Work request> Restate word for word the lines that run from the one containing "where the wooden" to the last line of the data, both ends included.

(Recorded data)
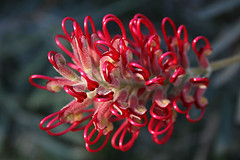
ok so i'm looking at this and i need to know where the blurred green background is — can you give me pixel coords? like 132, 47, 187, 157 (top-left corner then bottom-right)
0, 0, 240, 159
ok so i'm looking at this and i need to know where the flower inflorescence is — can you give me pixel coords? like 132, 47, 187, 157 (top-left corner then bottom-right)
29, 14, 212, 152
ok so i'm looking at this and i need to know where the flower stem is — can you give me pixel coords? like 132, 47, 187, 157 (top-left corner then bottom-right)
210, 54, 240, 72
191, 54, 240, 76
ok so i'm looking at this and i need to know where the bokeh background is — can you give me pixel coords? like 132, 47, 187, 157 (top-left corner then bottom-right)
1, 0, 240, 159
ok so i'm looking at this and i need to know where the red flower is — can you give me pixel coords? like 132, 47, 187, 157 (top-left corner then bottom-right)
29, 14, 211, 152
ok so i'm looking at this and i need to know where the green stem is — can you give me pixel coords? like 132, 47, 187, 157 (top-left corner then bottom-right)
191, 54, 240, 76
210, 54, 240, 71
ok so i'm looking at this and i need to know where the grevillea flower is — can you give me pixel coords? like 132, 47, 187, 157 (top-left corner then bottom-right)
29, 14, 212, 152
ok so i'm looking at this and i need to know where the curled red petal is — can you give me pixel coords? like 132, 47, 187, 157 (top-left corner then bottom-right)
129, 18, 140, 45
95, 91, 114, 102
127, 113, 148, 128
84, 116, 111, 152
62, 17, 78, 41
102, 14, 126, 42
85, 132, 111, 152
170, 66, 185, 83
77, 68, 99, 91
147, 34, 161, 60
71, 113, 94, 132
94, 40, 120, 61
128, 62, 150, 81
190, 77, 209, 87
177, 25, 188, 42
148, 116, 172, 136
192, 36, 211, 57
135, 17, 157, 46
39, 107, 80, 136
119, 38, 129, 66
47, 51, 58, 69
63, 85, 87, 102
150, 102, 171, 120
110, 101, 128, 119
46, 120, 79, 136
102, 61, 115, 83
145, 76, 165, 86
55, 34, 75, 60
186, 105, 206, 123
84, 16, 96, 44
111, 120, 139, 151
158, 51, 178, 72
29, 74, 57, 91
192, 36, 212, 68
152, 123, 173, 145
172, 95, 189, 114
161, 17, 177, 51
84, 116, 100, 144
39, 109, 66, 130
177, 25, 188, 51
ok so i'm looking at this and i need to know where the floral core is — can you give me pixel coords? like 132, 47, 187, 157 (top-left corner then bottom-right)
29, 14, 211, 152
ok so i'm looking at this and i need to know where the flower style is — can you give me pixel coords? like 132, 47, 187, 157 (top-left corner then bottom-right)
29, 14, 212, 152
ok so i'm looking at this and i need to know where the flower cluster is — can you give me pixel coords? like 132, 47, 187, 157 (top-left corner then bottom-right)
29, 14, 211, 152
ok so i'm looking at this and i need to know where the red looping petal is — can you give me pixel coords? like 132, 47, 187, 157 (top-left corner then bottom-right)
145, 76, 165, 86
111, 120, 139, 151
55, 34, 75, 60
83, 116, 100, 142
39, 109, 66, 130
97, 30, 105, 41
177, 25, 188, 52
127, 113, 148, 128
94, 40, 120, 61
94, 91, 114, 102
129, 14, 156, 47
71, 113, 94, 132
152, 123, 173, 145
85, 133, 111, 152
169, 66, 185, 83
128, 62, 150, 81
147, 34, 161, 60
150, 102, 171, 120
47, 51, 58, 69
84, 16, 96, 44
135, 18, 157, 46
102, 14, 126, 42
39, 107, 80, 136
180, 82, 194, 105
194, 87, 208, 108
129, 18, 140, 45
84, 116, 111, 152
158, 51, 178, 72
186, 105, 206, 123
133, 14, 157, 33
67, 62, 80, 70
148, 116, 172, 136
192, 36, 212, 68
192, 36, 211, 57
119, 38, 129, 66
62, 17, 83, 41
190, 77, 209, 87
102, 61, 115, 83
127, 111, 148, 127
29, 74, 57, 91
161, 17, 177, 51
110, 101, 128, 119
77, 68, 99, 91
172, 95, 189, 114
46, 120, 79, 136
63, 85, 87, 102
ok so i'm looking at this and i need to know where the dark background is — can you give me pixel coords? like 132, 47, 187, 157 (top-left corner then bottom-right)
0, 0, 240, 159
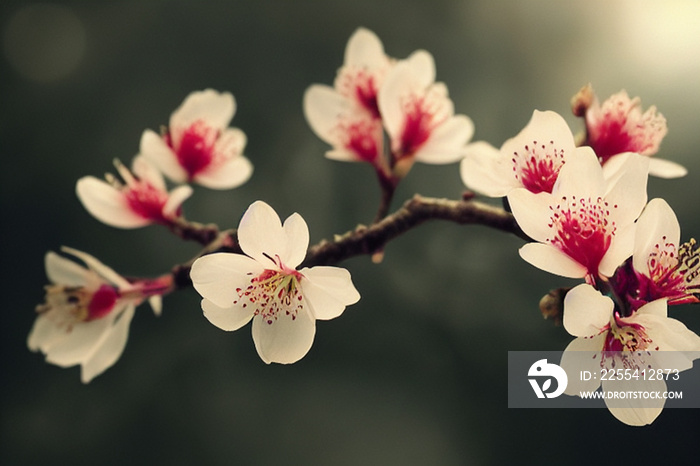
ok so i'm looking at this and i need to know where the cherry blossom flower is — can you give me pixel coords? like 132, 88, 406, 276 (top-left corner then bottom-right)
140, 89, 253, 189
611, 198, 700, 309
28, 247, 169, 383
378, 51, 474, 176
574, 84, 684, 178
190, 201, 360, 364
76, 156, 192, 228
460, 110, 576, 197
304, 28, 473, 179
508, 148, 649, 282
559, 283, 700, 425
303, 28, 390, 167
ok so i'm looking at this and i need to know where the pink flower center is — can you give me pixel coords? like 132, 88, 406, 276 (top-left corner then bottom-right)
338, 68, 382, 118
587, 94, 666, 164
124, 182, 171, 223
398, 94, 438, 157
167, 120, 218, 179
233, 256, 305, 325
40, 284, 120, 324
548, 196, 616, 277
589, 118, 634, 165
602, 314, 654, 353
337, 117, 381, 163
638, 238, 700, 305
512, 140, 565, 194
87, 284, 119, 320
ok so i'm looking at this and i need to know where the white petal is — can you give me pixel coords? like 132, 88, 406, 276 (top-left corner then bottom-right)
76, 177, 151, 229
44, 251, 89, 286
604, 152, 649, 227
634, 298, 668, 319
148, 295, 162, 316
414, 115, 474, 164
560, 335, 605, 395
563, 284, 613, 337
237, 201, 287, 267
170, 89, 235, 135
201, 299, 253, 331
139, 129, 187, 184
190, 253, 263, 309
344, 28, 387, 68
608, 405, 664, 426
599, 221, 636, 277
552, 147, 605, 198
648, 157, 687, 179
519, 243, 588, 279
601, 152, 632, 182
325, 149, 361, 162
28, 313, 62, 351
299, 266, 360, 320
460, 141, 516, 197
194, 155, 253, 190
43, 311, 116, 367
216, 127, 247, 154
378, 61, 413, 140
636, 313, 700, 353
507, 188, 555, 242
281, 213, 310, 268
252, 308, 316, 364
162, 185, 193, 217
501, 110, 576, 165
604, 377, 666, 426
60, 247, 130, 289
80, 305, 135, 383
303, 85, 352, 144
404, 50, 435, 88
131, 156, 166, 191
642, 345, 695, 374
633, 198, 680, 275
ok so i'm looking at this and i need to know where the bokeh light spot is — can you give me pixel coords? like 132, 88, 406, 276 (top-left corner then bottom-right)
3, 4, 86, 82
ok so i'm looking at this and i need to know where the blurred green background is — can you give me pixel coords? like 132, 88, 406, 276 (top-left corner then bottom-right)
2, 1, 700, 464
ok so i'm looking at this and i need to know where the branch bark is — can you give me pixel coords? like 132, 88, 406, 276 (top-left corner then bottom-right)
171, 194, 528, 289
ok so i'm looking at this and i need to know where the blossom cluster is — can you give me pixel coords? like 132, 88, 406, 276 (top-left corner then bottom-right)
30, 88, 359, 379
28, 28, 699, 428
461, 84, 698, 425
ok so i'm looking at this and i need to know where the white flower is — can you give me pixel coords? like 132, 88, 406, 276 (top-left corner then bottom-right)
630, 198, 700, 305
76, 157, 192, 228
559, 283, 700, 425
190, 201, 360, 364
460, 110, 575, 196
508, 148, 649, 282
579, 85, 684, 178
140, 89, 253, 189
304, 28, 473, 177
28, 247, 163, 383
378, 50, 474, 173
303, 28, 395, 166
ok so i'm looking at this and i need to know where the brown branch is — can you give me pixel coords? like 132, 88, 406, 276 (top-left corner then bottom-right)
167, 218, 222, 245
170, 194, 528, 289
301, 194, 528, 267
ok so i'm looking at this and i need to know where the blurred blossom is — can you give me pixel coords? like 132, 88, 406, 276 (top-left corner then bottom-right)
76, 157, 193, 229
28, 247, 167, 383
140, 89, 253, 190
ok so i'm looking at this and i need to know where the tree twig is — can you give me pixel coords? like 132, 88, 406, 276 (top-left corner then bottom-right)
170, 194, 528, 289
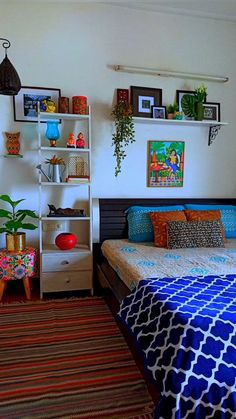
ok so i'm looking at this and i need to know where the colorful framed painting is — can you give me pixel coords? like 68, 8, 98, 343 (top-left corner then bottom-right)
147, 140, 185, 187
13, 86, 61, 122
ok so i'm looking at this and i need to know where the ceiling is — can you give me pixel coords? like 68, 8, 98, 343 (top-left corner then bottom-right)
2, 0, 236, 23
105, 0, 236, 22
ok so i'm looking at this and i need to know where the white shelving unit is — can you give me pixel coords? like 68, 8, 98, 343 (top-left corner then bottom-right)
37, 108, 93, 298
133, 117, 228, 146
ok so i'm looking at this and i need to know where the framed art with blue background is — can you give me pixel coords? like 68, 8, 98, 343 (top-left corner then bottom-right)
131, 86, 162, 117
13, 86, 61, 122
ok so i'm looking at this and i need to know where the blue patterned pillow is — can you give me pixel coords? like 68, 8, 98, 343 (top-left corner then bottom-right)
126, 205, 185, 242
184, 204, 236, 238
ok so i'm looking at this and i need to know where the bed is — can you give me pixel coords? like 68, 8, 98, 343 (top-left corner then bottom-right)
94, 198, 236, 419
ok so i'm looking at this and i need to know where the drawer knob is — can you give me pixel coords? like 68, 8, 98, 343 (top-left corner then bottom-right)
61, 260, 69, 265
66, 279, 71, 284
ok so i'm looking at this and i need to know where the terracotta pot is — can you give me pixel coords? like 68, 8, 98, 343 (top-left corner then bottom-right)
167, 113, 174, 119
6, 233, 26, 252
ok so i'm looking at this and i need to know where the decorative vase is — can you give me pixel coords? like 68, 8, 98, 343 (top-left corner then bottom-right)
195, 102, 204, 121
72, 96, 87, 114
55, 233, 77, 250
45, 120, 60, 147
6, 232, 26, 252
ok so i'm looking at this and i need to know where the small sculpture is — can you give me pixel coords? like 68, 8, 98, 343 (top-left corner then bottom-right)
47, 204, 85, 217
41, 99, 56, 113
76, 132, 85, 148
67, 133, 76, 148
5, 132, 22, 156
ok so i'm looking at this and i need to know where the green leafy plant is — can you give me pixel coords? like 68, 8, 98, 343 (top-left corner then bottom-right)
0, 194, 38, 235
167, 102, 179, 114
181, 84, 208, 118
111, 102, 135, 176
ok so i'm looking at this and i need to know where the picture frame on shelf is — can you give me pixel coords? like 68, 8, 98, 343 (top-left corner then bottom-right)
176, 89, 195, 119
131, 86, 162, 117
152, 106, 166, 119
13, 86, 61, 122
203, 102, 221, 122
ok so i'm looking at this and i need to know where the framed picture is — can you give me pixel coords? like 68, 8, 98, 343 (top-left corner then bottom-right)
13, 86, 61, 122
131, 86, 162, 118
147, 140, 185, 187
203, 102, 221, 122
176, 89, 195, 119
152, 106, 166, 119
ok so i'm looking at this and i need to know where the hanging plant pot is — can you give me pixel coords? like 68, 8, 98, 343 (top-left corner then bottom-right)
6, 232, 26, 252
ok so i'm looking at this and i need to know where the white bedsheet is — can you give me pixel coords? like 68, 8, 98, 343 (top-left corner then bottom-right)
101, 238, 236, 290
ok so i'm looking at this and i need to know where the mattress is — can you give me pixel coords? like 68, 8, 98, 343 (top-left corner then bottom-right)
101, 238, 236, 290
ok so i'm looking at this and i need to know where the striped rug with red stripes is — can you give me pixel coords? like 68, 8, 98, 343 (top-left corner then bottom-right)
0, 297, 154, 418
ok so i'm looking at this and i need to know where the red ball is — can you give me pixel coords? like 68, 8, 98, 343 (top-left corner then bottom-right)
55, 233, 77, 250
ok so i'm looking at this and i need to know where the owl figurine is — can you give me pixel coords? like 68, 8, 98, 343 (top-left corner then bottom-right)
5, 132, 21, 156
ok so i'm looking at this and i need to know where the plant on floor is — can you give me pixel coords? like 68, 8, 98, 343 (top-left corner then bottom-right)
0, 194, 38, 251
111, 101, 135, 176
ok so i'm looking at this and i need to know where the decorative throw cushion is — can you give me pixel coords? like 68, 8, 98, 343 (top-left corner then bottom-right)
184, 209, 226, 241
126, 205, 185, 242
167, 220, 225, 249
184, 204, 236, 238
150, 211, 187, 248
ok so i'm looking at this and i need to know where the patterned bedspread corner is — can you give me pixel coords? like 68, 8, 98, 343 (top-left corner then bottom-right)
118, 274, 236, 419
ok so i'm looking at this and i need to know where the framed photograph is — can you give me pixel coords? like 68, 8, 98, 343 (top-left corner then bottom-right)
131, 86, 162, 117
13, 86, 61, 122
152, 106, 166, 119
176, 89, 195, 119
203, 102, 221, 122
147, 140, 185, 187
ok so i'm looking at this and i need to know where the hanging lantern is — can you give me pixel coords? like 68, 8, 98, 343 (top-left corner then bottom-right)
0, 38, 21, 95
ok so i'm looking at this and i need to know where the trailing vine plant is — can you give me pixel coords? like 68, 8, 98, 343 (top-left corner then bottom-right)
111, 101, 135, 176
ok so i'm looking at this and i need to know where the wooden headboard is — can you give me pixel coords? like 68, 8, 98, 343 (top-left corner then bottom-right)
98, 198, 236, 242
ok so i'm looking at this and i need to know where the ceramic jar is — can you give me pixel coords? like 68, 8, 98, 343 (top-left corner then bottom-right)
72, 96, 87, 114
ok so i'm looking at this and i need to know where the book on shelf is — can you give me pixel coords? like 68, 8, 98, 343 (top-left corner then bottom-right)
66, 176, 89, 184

Solution to this exercise>
ok so i'm looking at this and i need to know where the wooden headboard is — can you give me pixel coords? like 68, 8, 98, 343 (top-left corner then bottom-right)
98, 198, 236, 242
ok so i'm looking at this and i need to know where the ceramic jar is — can you give me pixel coords? like 68, 8, 98, 343 (top-left corner then bottom-right)
72, 96, 87, 114
ok so i'm looking at this and i need to know where the book on shelf is — can you give me pixel coords? like 68, 8, 98, 343 (top-left corner then bottom-right)
66, 176, 89, 184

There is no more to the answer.